Exactly as written, restate the material below from its first line through the line containing "Task: put a point on every instance of the white foam", and stop there.

- [Exercise input]
..............................

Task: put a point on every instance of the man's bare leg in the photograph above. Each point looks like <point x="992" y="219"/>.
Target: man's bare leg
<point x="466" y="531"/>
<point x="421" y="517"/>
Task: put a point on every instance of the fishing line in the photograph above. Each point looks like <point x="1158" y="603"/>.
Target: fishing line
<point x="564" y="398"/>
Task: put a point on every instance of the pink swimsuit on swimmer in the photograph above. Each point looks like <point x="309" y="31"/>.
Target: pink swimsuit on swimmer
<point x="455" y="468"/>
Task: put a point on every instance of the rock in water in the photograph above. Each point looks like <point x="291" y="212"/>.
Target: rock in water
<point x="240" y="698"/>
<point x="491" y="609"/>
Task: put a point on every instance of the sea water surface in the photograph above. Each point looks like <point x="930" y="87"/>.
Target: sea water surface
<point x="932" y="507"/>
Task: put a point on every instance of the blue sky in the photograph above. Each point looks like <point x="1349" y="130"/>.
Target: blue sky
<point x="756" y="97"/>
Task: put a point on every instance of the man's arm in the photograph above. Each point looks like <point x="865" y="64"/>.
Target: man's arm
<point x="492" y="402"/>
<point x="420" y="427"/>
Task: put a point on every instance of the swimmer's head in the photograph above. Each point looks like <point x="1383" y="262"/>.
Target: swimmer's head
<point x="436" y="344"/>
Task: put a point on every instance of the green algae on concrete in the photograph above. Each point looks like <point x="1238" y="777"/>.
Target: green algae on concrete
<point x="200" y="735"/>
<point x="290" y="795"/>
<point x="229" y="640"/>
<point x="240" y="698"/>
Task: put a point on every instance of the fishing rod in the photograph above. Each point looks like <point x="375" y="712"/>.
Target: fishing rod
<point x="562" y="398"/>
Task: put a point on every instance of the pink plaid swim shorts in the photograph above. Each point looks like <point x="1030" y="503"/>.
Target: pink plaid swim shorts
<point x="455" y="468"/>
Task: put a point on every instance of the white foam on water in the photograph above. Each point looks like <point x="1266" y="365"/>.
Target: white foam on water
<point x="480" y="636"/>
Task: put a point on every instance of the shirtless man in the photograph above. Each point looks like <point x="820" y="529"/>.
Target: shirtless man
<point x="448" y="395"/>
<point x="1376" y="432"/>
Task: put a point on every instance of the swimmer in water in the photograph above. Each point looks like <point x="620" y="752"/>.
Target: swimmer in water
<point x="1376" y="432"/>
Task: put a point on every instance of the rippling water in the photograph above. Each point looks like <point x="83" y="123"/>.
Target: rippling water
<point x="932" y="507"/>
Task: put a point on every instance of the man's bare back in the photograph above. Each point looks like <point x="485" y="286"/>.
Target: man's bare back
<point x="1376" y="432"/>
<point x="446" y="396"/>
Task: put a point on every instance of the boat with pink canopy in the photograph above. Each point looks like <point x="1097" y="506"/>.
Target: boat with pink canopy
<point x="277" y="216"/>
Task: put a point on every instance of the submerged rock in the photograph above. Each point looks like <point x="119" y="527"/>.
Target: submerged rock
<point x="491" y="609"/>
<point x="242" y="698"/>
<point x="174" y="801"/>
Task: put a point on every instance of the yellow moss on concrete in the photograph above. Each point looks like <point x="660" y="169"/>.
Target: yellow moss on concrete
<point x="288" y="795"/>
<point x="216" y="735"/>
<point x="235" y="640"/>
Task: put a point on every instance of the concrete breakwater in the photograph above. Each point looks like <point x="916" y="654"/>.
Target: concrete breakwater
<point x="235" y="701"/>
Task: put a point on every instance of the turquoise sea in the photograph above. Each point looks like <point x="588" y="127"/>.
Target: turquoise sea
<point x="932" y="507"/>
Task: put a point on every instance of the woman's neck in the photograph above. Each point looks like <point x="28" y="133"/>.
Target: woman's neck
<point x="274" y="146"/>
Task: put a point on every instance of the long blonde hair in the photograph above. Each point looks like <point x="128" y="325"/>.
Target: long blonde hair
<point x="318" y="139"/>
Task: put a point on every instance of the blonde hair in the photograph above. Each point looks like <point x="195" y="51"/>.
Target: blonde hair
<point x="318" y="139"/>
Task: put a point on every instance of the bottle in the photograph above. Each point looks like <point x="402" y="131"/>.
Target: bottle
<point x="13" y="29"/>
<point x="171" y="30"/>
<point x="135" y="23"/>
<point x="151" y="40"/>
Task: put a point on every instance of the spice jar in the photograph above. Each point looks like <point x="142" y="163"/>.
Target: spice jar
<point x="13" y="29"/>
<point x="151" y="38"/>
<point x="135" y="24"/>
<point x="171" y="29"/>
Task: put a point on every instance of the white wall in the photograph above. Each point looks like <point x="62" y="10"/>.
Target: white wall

..............................

- [Exercise response]
Task: put a point on every instance of the man's bare leg in the photograph above. Each point looks like <point x="992" y="219"/>.
Target: man's bare leg
<point x="466" y="531"/>
<point x="421" y="517"/>
Task: put a point on every instance of the fishing line in the photograph above. Each point looks like <point x="1158" y="603"/>.
Target: fishing line
<point x="564" y="398"/>
Task: put a point on every instance of the pink swimsuit on swimmer in the photograph above. Each point looks like <point x="309" y="31"/>.
Target: pink swimsuit on swimmer
<point x="455" y="468"/>
Task: put a point on every instance of the rock in water in the photograph above. Each point looks like <point x="291" y="212"/>.
Target: rock in water
<point x="240" y="698"/>
<point x="491" y="609"/>
Task: put a point on every instance of the sea water surface in the photograph above. Each point looks like <point x="930" y="87"/>.
Target: sea water surface
<point x="932" y="507"/>
Task: put a point on every instance of the blue sky in the photograph above. Each point looks like <point x="1349" y="130"/>.
Target: blue sky
<point x="756" y="97"/>
Task: put a point on every instance of the man's arm in the photograph above. Each point looks like <point x="865" y="64"/>.
Target: man's arm
<point x="492" y="402"/>
<point x="420" y="427"/>
Task: put a point on every instance of the swimmer's head in the photograph above. Each point looks like <point x="1383" y="262"/>.
Target: swimmer's head
<point x="436" y="344"/>
Task: put a point on every instance of the green algae on concrete in the photograph above. Each point looks like <point x="1238" y="777"/>.
Target: green algae on concrete
<point x="200" y="735"/>
<point x="290" y="795"/>
<point x="229" y="640"/>
<point x="240" y="698"/>
Task: put a point on every instance of the fishing rod in the photograph above. Each point looks like <point x="375" y="712"/>.
Target: fishing rod
<point x="562" y="398"/>
Task: put a point on every instance of the pink plaid swim shorts in the photograph above. Each point looks like <point x="1030" y="503"/>.
Target: pink plaid swim shorts
<point x="455" y="468"/>
Task: put a point on every instance of the white foam on water in the photograph above. Each point looks like <point x="1266" y="365"/>.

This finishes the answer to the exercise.